> Short problem
Reproduce the data below, switching every occurrence of "locate" to "detect" and keeping everything else the same. Omit the pictures from your output.

> Image annotation data
+--

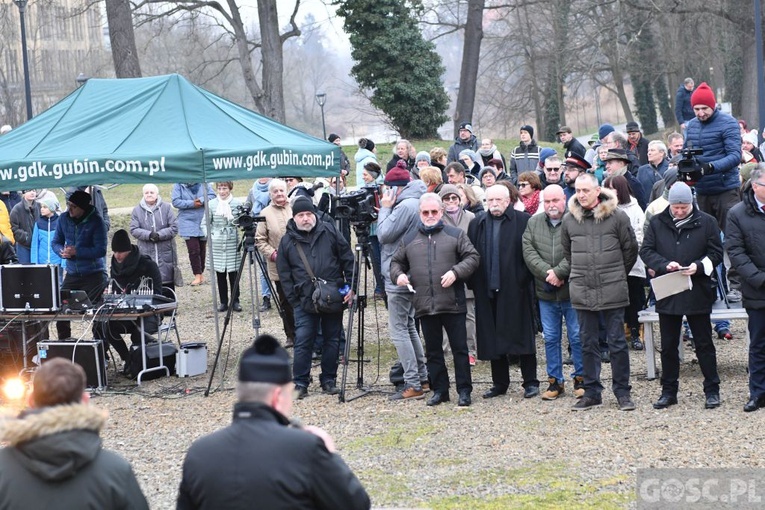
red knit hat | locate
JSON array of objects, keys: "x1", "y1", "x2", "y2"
[
  {"x1": 385, "y1": 159, "x2": 411, "y2": 186},
  {"x1": 691, "y1": 82, "x2": 717, "y2": 110}
]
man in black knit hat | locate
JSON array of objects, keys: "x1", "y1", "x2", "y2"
[{"x1": 177, "y1": 335, "x2": 370, "y2": 510}]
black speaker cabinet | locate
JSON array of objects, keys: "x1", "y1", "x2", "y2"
[
  {"x1": 37, "y1": 340, "x2": 106, "y2": 390},
  {"x1": 0, "y1": 264, "x2": 61, "y2": 312}
]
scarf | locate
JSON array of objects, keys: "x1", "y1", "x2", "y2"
[
  {"x1": 484, "y1": 213, "x2": 505, "y2": 292},
  {"x1": 521, "y1": 190, "x2": 539, "y2": 215},
  {"x1": 478, "y1": 145, "x2": 497, "y2": 158},
  {"x1": 669, "y1": 209, "x2": 694, "y2": 232},
  {"x1": 215, "y1": 195, "x2": 234, "y2": 221}
]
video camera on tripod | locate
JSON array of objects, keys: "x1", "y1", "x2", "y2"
[
  {"x1": 677, "y1": 144, "x2": 710, "y2": 186},
  {"x1": 332, "y1": 185, "x2": 380, "y2": 224}
]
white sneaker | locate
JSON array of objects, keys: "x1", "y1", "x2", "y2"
[{"x1": 726, "y1": 289, "x2": 741, "y2": 303}]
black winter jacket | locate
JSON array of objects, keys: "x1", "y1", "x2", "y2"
[
  {"x1": 276, "y1": 219, "x2": 355, "y2": 311},
  {"x1": 0, "y1": 404, "x2": 149, "y2": 510},
  {"x1": 725, "y1": 183, "x2": 765, "y2": 310},
  {"x1": 390, "y1": 222, "x2": 479, "y2": 317},
  {"x1": 177, "y1": 402, "x2": 370, "y2": 510},
  {"x1": 640, "y1": 207, "x2": 723, "y2": 315}
]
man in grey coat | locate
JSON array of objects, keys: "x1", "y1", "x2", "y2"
[
  {"x1": 561, "y1": 174, "x2": 638, "y2": 411},
  {"x1": 377, "y1": 167, "x2": 428, "y2": 400}
]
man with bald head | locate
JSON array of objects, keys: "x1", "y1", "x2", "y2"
[
  {"x1": 468, "y1": 185, "x2": 539, "y2": 398},
  {"x1": 523, "y1": 184, "x2": 584, "y2": 400}
]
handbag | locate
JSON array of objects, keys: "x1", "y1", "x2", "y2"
[{"x1": 295, "y1": 243, "x2": 344, "y2": 313}]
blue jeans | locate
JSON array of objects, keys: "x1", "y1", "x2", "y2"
[
  {"x1": 539, "y1": 299, "x2": 583, "y2": 382},
  {"x1": 292, "y1": 306, "x2": 343, "y2": 388}
]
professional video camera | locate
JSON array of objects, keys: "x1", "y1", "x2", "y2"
[
  {"x1": 677, "y1": 145, "x2": 706, "y2": 186},
  {"x1": 334, "y1": 186, "x2": 380, "y2": 224},
  {"x1": 231, "y1": 203, "x2": 265, "y2": 231}
]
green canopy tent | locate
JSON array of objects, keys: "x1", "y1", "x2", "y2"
[{"x1": 0, "y1": 74, "x2": 340, "y2": 191}]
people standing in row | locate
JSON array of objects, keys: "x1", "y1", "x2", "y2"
[
  {"x1": 255, "y1": 179, "x2": 295, "y2": 347},
  {"x1": 390, "y1": 193, "x2": 478, "y2": 407},
  {"x1": 207, "y1": 181, "x2": 242, "y2": 312},
  {"x1": 130, "y1": 183, "x2": 183, "y2": 294},
  {"x1": 170, "y1": 182, "x2": 215, "y2": 287},
  {"x1": 561, "y1": 174, "x2": 638, "y2": 411},
  {"x1": 468, "y1": 184, "x2": 539, "y2": 398},
  {"x1": 640, "y1": 182, "x2": 722, "y2": 409}
]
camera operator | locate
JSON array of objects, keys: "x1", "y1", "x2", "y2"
[{"x1": 678, "y1": 83, "x2": 741, "y2": 308}]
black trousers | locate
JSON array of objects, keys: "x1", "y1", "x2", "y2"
[
  {"x1": 274, "y1": 280, "x2": 295, "y2": 342},
  {"x1": 420, "y1": 313, "x2": 473, "y2": 393},
  {"x1": 491, "y1": 353, "x2": 539, "y2": 391},
  {"x1": 659, "y1": 314, "x2": 720, "y2": 397}
]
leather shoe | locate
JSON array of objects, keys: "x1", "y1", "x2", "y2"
[
  {"x1": 653, "y1": 395, "x2": 677, "y2": 409},
  {"x1": 427, "y1": 391, "x2": 449, "y2": 406},
  {"x1": 744, "y1": 396, "x2": 765, "y2": 413},
  {"x1": 483, "y1": 386, "x2": 507, "y2": 398},
  {"x1": 704, "y1": 393, "x2": 720, "y2": 409}
]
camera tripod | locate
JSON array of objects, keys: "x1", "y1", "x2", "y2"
[
  {"x1": 338, "y1": 223, "x2": 380, "y2": 402},
  {"x1": 205, "y1": 214, "x2": 284, "y2": 397}
]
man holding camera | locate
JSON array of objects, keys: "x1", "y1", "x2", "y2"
[
  {"x1": 678, "y1": 83, "x2": 741, "y2": 310},
  {"x1": 276, "y1": 196, "x2": 354, "y2": 399},
  {"x1": 377, "y1": 167, "x2": 428, "y2": 400}
]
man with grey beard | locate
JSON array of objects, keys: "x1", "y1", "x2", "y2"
[
  {"x1": 276, "y1": 197, "x2": 355, "y2": 399},
  {"x1": 468, "y1": 185, "x2": 539, "y2": 398}
]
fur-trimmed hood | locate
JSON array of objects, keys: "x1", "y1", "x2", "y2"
[
  {"x1": 568, "y1": 184, "x2": 619, "y2": 223},
  {"x1": 0, "y1": 404, "x2": 108, "y2": 481}
]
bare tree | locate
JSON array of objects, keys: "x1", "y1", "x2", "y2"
[
  {"x1": 106, "y1": 0, "x2": 141, "y2": 78},
  {"x1": 136, "y1": 0, "x2": 300, "y2": 122}
]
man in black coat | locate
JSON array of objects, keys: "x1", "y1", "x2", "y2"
[
  {"x1": 93, "y1": 229, "x2": 162, "y2": 375},
  {"x1": 177, "y1": 334, "x2": 370, "y2": 510},
  {"x1": 276, "y1": 197, "x2": 354, "y2": 399},
  {"x1": 640, "y1": 182, "x2": 723, "y2": 409},
  {"x1": 725, "y1": 169, "x2": 765, "y2": 412},
  {"x1": 468, "y1": 185, "x2": 539, "y2": 398}
]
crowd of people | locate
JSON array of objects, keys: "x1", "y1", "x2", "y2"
[{"x1": 0, "y1": 78, "x2": 765, "y2": 508}]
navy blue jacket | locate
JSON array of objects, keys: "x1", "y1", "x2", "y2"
[
  {"x1": 53, "y1": 205, "x2": 106, "y2": 276},
  {"x1": 684, "y1": 110, "x2": 741, "y2": 195}
]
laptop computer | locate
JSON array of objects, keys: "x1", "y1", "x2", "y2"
[{"x1": 61, "y1": 289, "x2": 93, "y2": 313}]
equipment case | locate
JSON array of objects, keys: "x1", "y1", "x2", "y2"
[
  {"x1": 0, "y1": 264, "x2": 61, "y2": 312},
  {"x1": 37, "y1": 339, "x2": 107, "y2": 390}
]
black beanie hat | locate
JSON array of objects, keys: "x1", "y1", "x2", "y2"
[
  {"x1": 239, "y1": 335, "x2": 292, "y2": 385},
  {"x1": 112, "y1": 228, "x2": 133, "y2": 252},
  {"x1": 67, "y1": 189, "x2": 90, "y2": 210},
  {"x1": 292, "y1": 195, "x2": 316, "y2": 218}
]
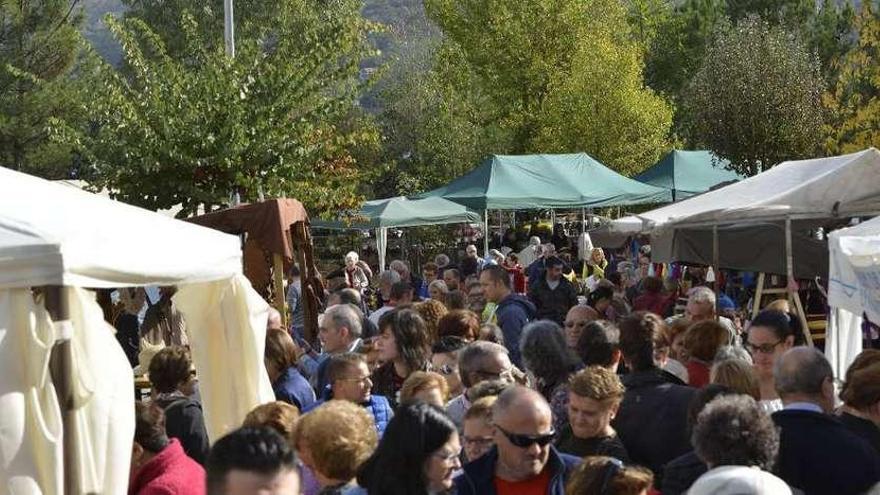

+--

> Full output
red knit hat | detect
JSON array of objects, keys: "x1", "y1", "x2", "y2"
[
  {"x1": 385, "y1": 159, "x2": 411, "y2": 186},
  {"x1": 691, "y1": 82, "x2": 717, "y2": 110}
]
man in black knit hat | detect
JSON array of objects, keys: "x1", "y1", "x2", "y2"
[{"x1": 177, "y1": 335, "x2": 370, "y2": 510}]
black speaker cabinet | detect
JSON array of objects, keys: "x1", "y1", "x2", "y2"
[
  {"x1": 37, "y1": 340, "x2": 106, "y2": 390},
  {"x1": 0, "y1": 264, "x2": 61, "y2": 312}
]
scarf | detect
JSON array of objects, keys: "x1", "y1", "x2", "y2"
[
  {"x1": 484, "y1": 213, "x2": 505, "y2": 292},
  {"x1": 521, "y1": 190, "x2": 539, "y2": 215},
  {"x1": 478, "y1": 145, "x2": 497, "y2": 158},
  {"x1": 669, "y1": 209, "x2": 694, "y2": 232},
  {"x1": 215, "y1": 195, "x2": 234, "y2": 221}
]
video camera on tripod | detect
JSON array of objects, keys: "x1", "y1", "x2", "y2"
[
  {"x1": 677, "y1": 144, "x2": 710, "y2": 186},
  {"x1": 332, "y1": 185, "x2": 380, "y2": 224}
]
white sneaker | detect
JSON array of objects, keys: "x1", "y1", "x2", "y2"
[{"x1": 726, "y1": 289, "x2": 741, "y2": 303}]
black winter jacket | detect
JSON array of objects, keys: "x1", "y1", "x2", "y2"
[
  {"x1": 276, "y1": 219, "x2": 355, "y2": 311},
  {"x1": 0, "y1": 404, "x2": 149, "y2": 510},
  {"x1": 725, "y1": 183, "x2": 765, "y2": 310},
  {"x1": 390, "y1": 222, "x2": 479, "y2": 317},
  {"x1": 177, "y1": 402, "x2": 370, "y2": 510},
  {"x1": 640, "y1": 207, "x2": 723, "y2": 315}
]
man in grey coat | detect
JSON array of objects, keys: "x1", "y1", "x2", "y2"
[
  {"x1": 561, "y1": 174, "x2": 638, "y2": 411},
  {"x1": 377, "y1": 167, "x2": 428, "y2": 400}
]
man with bald head | detect
JSON array of objects, keys: "x1", "y1", "x2", "y2"
[
  {"x1": 468, "y1": 185, "x2": 539, "y2": 398},
  {"x1": 523, "y1": 184, "x2": 584, "y2": 400}
]
handbag | detect
JSON array of objects, keys: "x1", "y1", "x2", "y2"
[{"x1": 295, "y1": 243, "x2": 344, "y2": 313}]
blue jeans | detect
JSON array of objects, keys: "x1", "y1", "x2", "y2"
[
  {"x1": 539, "y1": 299, "x2": 583, "y2": 382},
  {"x1": 292, "y1": 306, "x2": 343, "y2": 388}
]
professional video camera | detect
JSON array of objects, keys: "x1", "y1", "x2", "y2"
[
  {"x1": 677, "y1": 145, "x2": 706, "y2": 186},
  {"x1": 334, "y1": 186, "x2": 380, "y2": 224},
  {"x1": 231, "y1": 203, "x2": 265, "y2": 231}
]
green canopy tent | detect
JSON array of objects, keys: "x1", "y1", "x2", "y2"
[{"x1": 0, "y1": 74, "x2": 340, "y2": 191}]
people standing in row | detect
JSON array of objects, keys: "x1", "y1", "x2", "y2"
[
  {"x1": 255, "y1": 179, "x2": 295, "y2": 347},
  {"x1": 390, "y1": 193, "x2": 478, "y2": 407},
  {"x1": 207, "y1": 181, "x2": 242, "y2": 312},
  {"x1": 130, "y1": 183, "x2": 183, "y2": 294},
  {"x1": 170, "y1": 182, "x2": 215, "y2": 287},
  {"x1": 561, "y1": 174, "x2": 638, "y2": 411},
  {"x1": 468, "y1": 184, "x2": 539, "y2": 398},
  {"x1": 640, "y1": 182, "x2": 722, "y2": 409}
]
camera operator | detect
JSON array of objects, keys: "x1", "y1", "x2", "y2"
[{"x1": 678, "y1": 83, "x2": 741, "y2": 308}]
black trousers | detect
JSON array of objects, keys: "x1", "y1", "x2", "y2"
[
  {"x1": 274, "y1": 280, "x2": 295, "y2": 342},
  {"x1": 420, "y1": 313, "x2": 473, "y2": 393},
  {"x1": 491, "y1": 353, "x2": 539, "y2": 391},
  {"x1": 659, "y1": 314, "x2": 720, "y2": 397}
]
leather shoe | detect
JSON array of objects, keys: "x1", "y1", "x2", "y2"
[
  {"x1": 653, "y1": 395, "x2": 677, "y2": 409},
  {"x1": 427, "y1": 391, "x2": 449, "y2": 406},
  {"x1": 744, "y1": 396, "x2": 765, "y2": 413},
  {"x1": 483, "y1": 386, "x2": 507, "y2": 398},
  {"x1": 704, "y1": 393, "x2": 720, "y2": 409}
]
camera tripod | detect
JSON array of objects, keys: "x1", "y1", "x2", "y2"
[
  {"x1": 338, "y1": 223, "x2": 380, "y2": 402},
  {"x1": 205, "y1": 214, "x2": 284, "y2": 397}
]
man holding camera | detect
JSON array of objects, keys: "x1", "y1", "x2", "y2"
[
  {"x1": 678, "y1": 83, "x2": 741, "y2": 310},
  {"x1": 276, "y1": 196, "x2": 354, "y2": 399},
  {"x1": 377, "y1": 167, "x2": 428, "y2": 400}
]
man with grey beard | detect
JSON array of objects, keys: "x1", "y1", "x2", "y2"
[
  {"x1": 276, "y1": 197, "x2": 355, "y2": 399},
  {"x1": 468, "y1": 185, "x2": 539, "y2": 398}
]
fur-trimmed hood | detect
JSON array of objects, keys: "x1", "y1", "x2", "y2"
[
  {"x1": 568, "y1": 184, "x2": 619, "y2": 223},
  {"x1": 0, "y1": 404, "x2": 108, "y2": 481}
]
bare tree | detect
JSON array of objects, keys: "x1", "y1", "x2", "y2"
[
  {"x1": 106, "y1": 0, "x2": 141, "y2": 78},
  {"x1": 136, "y1": 0, "x2": 300, "y2": 122}
]
man in black coat | detect
JSON array of objects, keys: "x1", "y1", "x2", "y2"
[
  {"x1": 93, "y1": 229, "x2": 162, "y2": 375},
  {"x1": 177, "y1": 334, "x2": 370, "y2": 510},
  {"x1": 276, "y1": 197, "x2": 354, "y2": 399},
  {"x1": 640, "y1": 182, "x2": 723, "y2": 409},
  {"x1": 725, "y1": 169, "x2": 765, "y2": 412},
  {"x1": 468, "y1": 185, "x2": 539, "y2": 398}
]
crowd of people | detect
JSON array of objects, keys: "x1", "y1", "x2", "y2"
[{"x1": 0, "y1": 78, "x2": 765, "y2": 508}]
navy blue jacket | detect
JSON array of objects, keys: "x1", "y1", "x2", "y2"
[
  {"x1": 53, "y1": 205, "x2": 106, "y2": 276},
  {"x1": 684, "y1": 110, "x2": 741, "y2": 195}
]
laptop computer | detect
JSON array of objects, keys: "x1", "y1", "x2", "y2"
[{"x1": 61, "y1": 289, "x2": 93, "y2": 313}]
equipment case | detect
JSON array of objects, keys: "x1", "y1", "x2", "y2"
[
  {"x1": 0, "y1": 264, "x2": 61, "y2": 312},
  {"x1": 37, "y1": 339, "x2": 107, "y2": 390}
]
black beanie hat | detect
JSON array of objects, keys: "x1", "y1", "x2", "y2"
[
  {"x1": 239, "y1": 335, "x2": 292, "y2": 385},
  {"x1": 112, "y1": 228, "x2": 133, "y2": 252},
  {"x1": 67, "y1": 189, "x2": 90, "y2": 210},
  {"x1": 292, "y1": 195, "x2": 316, "y2": 218}
]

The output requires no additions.